§ **SOURCE RECORDS**:

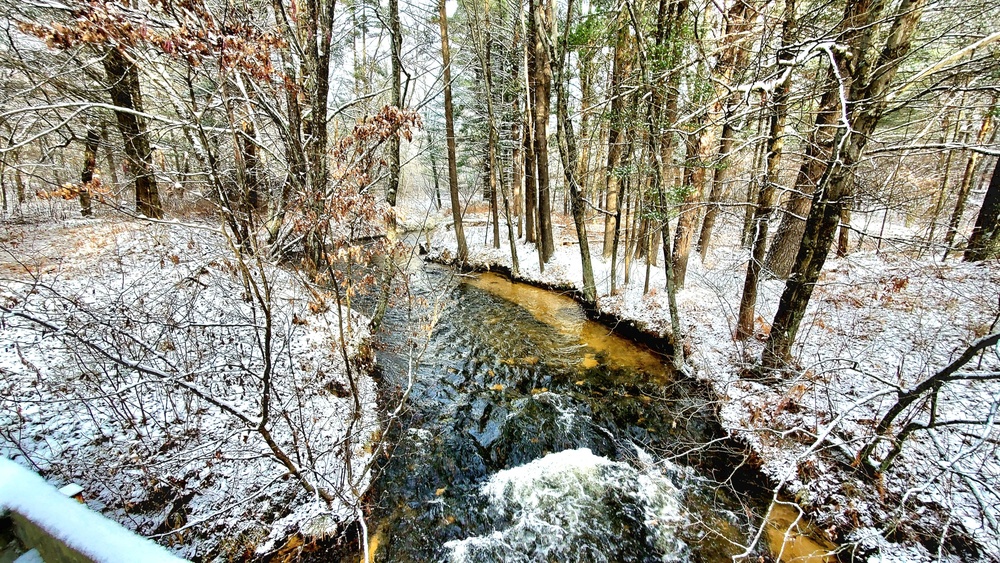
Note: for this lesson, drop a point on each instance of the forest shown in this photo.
(210, 211)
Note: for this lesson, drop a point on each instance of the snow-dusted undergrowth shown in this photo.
(878, 321)
(171, 447)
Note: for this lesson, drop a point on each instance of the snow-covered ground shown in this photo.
(146, 384)
(878, 321)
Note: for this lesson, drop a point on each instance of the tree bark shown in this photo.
(699, 153)
(735, 54)
(985, 240)
(622, 67)
(766, 197)
(123, 85)
(449, 119)
(570, 156)
(865, 88)
(396, 37)
(971, 166)
(541, 16)
(89, 168)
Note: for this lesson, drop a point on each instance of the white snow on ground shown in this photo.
(879, 320)
(85, 531)
(172, 452)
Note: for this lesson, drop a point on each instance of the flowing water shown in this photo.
(534, 434)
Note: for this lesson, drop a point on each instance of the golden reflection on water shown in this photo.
(794, 538)
(565, 315)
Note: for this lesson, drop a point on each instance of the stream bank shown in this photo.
(521, 398)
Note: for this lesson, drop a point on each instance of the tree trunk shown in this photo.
(123, 85)
(785, 244)
(735, 54)
(449, 119)
(967, 179)
(621, 69)
(843, 238)
(89, 168)
(985, 240)
(396, 37)
(865, 104)
(570, 156)
(699, 153)
(766, 197)
(541, 16)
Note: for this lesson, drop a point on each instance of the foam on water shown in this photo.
(576, 506)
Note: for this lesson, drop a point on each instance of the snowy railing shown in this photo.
(64, 530)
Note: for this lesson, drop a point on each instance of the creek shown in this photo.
(534, 434)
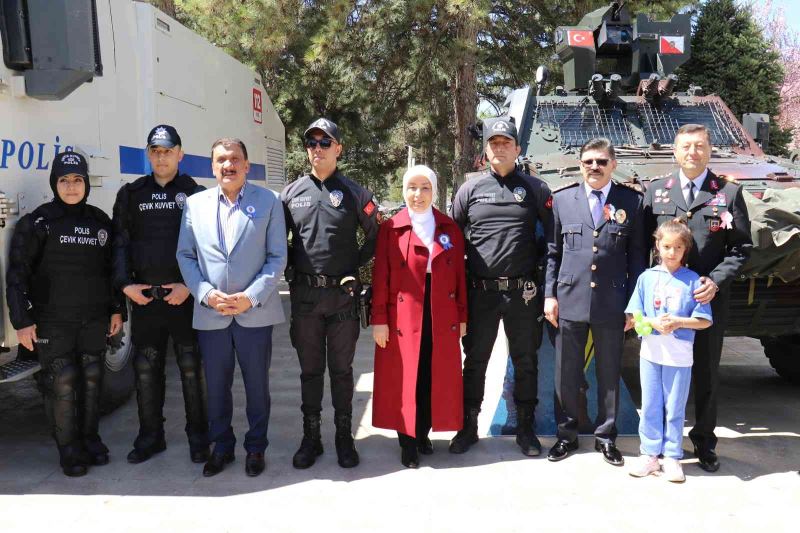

§ **TASK DESCRIPTION**: Exclude images and repeat all entries exactly.

§ **FINISHED EXERCISE**:
Note: for this lesson, drop a point on each instance of the forest shown in this photo.
(210, 211)
Note: for this lesson, drop a point on each instance of the snow-dusted undergrowth shown in this photo.
(878, 321)
(171, 447)
Note: for this lesson, drop a point on each instance of the snow-covered ground shown in this photo.
(146, 384)
(878, 321)
Note: for this lesson, drop a point on each instance of the tree bark shown in this photo.
(699, 153)
(735, 54)
(985, 240)
(622, 67)
(766, 197)
(123, 85)
(449, 119)
(570, 156)
(865, 88)
(396, 37)
(971, 166)
(541, 16)
(89, 168)
Note: for this lesson, drop a point on each instance of the white snow on ground shown in this photo.
(879, 320)
(85, 531)
(172, 452)
Note: for this lesson, drop a point on each instance of the flowing water shown in this photo.
(534, 434)
Note: for this lesson, drop a point on each instance of the golden reflection on water shown in this photo.
(794, 538)
(565, 315)
Note: for this lesson, drop a point on each instance of the stream bank shown in this photo.
(521, 398)
Note: for this lesson, drop a point on each instance of the tree trunk shown in this photo.
(123, 85)
(785, 244)
(735, 54)
(449, 119)
(967, 179)
(621, 69)
(843, 238)
(89, 168)
(985, 240)
(396, 37)
(865, 104)
(570, 156)
(699, 153)
(766, 197)
(541, 16)
Note: for this lesson, drop a point on each instance of the foam on water shown in this photo.
(576, 506)
Note: for this lesson, drop a point on each instance of the snowy railing shown in this photo.
(64, 530)
Note: for this lesson, drop a point on each instance of the creek shown in this photo.
(534, 434)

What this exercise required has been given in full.